** start of Information given **

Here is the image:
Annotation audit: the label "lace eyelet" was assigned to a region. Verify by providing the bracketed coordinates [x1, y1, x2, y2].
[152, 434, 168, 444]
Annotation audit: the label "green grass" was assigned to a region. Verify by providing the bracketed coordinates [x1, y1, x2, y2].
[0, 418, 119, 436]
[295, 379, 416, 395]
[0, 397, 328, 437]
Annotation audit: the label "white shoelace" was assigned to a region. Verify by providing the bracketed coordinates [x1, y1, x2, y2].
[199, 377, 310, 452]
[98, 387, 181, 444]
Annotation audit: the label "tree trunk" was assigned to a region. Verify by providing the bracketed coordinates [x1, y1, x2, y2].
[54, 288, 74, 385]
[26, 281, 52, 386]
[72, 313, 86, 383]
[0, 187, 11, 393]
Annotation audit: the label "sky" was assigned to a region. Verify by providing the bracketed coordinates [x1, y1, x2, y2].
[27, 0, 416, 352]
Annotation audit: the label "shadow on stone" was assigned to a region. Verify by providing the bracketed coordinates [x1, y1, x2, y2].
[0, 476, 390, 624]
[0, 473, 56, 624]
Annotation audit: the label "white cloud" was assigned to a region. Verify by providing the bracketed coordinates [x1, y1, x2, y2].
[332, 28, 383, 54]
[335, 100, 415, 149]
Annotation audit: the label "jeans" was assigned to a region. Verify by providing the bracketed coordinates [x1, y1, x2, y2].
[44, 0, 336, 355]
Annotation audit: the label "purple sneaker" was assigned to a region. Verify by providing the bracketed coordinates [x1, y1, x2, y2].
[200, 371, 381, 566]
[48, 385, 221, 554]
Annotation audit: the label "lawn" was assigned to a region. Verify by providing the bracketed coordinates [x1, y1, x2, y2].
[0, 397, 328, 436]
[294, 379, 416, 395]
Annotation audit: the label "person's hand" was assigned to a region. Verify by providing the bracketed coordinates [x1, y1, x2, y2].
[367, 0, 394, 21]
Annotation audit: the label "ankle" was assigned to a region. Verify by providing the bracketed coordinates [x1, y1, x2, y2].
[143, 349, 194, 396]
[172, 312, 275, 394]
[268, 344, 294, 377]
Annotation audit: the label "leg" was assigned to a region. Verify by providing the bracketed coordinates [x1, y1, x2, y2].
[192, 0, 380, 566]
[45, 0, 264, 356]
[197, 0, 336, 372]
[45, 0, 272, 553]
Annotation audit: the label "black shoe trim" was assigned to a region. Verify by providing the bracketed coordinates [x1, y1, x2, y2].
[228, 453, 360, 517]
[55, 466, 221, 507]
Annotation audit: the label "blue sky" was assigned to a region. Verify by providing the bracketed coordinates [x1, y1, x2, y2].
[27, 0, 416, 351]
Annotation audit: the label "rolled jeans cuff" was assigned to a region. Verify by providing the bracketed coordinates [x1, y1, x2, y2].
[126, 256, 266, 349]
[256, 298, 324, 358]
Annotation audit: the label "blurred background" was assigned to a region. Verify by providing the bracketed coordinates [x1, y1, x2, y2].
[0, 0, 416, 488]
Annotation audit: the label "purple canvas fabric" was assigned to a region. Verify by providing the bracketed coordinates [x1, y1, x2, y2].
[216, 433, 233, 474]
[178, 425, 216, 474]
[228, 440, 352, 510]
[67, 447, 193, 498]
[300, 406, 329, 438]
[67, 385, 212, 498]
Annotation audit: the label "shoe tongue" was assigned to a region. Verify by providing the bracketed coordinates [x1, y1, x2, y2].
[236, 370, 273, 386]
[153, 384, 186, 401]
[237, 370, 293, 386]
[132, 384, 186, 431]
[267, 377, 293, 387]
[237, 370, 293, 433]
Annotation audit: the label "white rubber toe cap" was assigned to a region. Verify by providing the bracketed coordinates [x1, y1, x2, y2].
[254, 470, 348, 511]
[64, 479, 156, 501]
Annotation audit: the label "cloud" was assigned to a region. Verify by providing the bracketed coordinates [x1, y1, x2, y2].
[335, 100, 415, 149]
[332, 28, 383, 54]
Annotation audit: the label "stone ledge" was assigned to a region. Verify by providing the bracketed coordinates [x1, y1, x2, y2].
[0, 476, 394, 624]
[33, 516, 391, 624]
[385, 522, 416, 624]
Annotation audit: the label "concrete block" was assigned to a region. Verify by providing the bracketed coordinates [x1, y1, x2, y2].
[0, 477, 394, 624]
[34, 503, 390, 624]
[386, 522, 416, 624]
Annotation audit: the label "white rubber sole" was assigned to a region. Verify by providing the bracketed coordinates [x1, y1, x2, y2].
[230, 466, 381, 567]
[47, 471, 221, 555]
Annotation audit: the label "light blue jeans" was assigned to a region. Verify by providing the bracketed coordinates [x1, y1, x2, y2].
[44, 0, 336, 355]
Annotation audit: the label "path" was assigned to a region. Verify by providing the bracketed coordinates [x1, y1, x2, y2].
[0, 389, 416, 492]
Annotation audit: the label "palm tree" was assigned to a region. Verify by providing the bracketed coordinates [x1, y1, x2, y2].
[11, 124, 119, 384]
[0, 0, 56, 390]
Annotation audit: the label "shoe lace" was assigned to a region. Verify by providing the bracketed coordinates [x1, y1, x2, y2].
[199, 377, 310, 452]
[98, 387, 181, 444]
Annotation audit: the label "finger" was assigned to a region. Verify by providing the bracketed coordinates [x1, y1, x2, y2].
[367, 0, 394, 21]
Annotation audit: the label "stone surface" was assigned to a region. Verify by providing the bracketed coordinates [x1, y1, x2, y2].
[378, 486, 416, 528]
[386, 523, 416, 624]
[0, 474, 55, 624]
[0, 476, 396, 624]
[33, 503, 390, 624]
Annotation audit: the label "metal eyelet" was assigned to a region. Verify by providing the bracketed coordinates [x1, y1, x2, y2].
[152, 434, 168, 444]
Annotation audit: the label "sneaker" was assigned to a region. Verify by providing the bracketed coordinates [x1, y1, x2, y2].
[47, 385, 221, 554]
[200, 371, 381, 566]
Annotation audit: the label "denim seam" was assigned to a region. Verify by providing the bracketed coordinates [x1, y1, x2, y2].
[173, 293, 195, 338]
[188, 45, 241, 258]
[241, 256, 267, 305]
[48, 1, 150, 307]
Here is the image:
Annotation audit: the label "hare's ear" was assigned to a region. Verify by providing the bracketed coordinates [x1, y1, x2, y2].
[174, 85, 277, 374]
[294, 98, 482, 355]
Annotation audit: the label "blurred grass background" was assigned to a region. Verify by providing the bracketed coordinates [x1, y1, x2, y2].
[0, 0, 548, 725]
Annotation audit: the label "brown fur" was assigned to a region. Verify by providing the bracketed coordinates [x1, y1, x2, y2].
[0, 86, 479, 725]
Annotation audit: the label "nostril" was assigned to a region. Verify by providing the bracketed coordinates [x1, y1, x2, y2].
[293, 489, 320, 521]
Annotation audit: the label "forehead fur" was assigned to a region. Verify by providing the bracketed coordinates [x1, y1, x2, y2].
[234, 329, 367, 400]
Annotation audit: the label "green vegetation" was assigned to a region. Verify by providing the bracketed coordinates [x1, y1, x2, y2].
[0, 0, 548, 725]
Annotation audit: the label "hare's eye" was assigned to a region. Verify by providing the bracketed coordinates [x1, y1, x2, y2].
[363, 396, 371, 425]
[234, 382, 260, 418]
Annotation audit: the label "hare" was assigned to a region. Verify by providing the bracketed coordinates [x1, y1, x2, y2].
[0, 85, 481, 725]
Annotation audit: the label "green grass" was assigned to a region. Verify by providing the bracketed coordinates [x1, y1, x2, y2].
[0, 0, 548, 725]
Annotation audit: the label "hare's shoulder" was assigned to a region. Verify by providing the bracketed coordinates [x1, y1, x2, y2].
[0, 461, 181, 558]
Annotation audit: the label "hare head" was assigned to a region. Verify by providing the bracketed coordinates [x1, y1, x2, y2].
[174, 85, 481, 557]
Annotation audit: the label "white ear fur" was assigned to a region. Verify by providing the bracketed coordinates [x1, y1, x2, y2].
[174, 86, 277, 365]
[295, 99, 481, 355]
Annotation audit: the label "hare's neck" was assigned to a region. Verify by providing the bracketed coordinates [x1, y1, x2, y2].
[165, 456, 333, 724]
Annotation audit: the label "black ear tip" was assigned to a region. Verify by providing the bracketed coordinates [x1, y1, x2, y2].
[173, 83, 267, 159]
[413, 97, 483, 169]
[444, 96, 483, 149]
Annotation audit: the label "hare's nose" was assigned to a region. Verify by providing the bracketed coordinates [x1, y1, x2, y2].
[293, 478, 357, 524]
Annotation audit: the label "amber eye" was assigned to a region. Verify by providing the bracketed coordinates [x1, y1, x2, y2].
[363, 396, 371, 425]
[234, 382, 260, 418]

** end of Information given **

Problem to work on: Pick out every line in the items above that contains the word "cloud", matching its case exactly.

Output for this exercise:
Annotation audit: the label "white cloud" was assigned to a region. Verify by providing the bracketed coordinates [x1, y1, x2, y2].
Annotation audit: the label "cloud" was assigned to a region. Verify by providing the bracketed coordinates [x1, y1, x2, y2].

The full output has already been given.